== Input ==
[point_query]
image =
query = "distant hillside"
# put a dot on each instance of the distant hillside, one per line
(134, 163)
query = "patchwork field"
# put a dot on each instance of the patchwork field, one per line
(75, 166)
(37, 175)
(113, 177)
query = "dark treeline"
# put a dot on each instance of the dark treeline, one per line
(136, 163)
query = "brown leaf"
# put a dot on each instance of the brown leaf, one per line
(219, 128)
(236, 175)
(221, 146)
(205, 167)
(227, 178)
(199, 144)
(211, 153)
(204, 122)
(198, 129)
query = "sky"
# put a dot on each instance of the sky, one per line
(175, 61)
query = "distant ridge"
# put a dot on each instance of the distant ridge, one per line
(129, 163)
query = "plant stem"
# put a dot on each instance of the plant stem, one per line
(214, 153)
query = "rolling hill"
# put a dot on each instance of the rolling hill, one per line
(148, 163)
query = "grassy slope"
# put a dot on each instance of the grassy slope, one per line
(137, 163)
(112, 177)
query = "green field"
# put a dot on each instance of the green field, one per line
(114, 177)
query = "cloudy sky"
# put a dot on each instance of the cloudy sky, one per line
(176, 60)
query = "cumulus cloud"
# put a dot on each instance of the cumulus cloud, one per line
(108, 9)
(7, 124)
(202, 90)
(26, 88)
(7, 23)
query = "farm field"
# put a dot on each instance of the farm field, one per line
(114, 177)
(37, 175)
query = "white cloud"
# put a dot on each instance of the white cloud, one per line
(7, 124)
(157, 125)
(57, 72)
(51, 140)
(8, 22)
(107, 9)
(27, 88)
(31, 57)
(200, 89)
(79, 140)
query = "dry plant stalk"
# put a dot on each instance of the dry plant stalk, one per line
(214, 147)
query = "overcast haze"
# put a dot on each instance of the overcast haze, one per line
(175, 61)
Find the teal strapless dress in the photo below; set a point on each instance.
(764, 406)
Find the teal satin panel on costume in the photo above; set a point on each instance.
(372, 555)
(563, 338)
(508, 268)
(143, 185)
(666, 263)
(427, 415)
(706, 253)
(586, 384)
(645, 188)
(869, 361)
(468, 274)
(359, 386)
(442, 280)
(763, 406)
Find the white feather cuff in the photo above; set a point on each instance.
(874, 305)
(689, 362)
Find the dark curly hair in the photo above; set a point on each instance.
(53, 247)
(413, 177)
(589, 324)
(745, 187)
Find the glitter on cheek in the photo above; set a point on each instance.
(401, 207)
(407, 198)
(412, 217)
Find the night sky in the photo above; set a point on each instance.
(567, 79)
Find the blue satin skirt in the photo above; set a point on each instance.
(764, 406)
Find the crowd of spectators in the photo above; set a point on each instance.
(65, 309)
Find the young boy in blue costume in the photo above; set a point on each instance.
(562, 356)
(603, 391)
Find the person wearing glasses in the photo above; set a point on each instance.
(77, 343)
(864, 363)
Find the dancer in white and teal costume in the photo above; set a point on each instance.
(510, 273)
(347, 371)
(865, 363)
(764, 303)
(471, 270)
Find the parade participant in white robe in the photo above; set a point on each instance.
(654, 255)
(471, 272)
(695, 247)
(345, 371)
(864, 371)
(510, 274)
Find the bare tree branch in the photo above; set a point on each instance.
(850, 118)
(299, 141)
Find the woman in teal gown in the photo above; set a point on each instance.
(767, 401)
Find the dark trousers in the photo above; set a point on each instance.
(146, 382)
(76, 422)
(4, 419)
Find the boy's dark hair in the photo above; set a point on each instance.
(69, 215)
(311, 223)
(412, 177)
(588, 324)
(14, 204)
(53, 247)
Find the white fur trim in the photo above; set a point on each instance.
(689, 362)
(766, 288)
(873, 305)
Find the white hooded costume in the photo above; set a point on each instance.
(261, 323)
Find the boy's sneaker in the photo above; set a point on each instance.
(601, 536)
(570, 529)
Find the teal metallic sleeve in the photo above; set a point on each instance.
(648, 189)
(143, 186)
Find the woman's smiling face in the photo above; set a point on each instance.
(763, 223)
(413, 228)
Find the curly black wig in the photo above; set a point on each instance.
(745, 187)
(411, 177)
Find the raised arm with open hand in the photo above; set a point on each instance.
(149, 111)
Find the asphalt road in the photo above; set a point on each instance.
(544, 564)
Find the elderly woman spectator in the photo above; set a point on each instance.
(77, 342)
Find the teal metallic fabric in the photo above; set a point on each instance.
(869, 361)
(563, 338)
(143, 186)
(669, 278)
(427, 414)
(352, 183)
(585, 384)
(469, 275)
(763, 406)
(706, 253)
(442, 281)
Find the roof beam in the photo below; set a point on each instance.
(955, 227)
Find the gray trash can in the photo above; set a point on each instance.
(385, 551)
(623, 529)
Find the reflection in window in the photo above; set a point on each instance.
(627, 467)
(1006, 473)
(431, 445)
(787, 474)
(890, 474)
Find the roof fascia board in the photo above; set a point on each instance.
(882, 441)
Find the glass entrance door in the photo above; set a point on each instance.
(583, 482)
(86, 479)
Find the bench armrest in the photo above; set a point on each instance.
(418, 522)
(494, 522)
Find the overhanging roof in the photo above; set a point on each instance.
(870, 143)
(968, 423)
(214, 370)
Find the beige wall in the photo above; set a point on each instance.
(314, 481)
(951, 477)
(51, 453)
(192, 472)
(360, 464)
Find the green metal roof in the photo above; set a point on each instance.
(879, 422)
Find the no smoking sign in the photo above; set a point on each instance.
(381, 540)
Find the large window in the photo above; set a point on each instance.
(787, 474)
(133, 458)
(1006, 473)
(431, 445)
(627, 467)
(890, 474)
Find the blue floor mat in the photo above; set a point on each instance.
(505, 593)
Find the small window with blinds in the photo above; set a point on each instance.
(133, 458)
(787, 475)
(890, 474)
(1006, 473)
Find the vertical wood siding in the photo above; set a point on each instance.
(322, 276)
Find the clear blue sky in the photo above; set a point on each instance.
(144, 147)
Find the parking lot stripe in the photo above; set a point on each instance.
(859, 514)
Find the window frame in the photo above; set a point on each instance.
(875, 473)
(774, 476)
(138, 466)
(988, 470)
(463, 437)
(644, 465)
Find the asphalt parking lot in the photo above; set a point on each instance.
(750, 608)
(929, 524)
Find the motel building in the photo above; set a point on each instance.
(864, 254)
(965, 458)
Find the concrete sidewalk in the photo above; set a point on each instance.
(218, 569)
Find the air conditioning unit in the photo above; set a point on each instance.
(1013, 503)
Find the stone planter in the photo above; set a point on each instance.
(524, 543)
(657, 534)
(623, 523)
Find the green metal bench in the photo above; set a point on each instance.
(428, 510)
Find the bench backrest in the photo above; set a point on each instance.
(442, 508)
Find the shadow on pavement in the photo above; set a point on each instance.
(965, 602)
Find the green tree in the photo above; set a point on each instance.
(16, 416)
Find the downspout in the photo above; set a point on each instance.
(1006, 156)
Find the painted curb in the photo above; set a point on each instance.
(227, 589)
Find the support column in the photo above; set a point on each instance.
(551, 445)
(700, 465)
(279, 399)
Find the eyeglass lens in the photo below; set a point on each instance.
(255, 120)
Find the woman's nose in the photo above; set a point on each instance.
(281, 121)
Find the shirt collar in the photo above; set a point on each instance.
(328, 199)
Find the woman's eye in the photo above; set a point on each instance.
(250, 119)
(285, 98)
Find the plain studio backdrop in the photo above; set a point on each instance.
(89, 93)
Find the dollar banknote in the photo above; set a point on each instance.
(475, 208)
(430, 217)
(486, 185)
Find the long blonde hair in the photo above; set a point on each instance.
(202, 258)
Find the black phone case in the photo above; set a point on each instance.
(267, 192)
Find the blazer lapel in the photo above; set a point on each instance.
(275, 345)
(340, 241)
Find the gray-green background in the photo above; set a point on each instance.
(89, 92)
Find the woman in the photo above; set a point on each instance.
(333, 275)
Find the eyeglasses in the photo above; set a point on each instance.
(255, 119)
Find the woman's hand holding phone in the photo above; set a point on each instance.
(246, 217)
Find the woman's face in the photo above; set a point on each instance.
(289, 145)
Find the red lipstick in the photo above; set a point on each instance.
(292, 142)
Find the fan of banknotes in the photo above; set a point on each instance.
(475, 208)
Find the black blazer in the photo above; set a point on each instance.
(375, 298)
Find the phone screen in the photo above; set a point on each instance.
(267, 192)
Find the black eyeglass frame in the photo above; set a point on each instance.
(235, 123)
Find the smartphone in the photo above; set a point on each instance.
===
Task prompt: Lines before the one containing "Find the woman's hand" are left out. Repeat that line and all lines after it in the records above exactly.

Answer space:
Find the woman's hand holding phone in the photo above; set a point on each instance.
(246, 217)
Find the woman's face in the photo above; set a point on each instance.
(289, 145)
Find the red lipstick in the photo above; set a point on each instance.
(292, 142)
Find the fan of banknotes in the photo above; set a point on each instance.
(475, 208)
Find the black blazer in the photo above; set a point on each instance.
(375, 298)
Find the phone screen in the photo above; set a point on each instance.
(267, 192)
Find the black eyeglass frame in the photo above; set a point on each instance.
(235, 123)
Find the smartphone in the photo above; set a point on each instance.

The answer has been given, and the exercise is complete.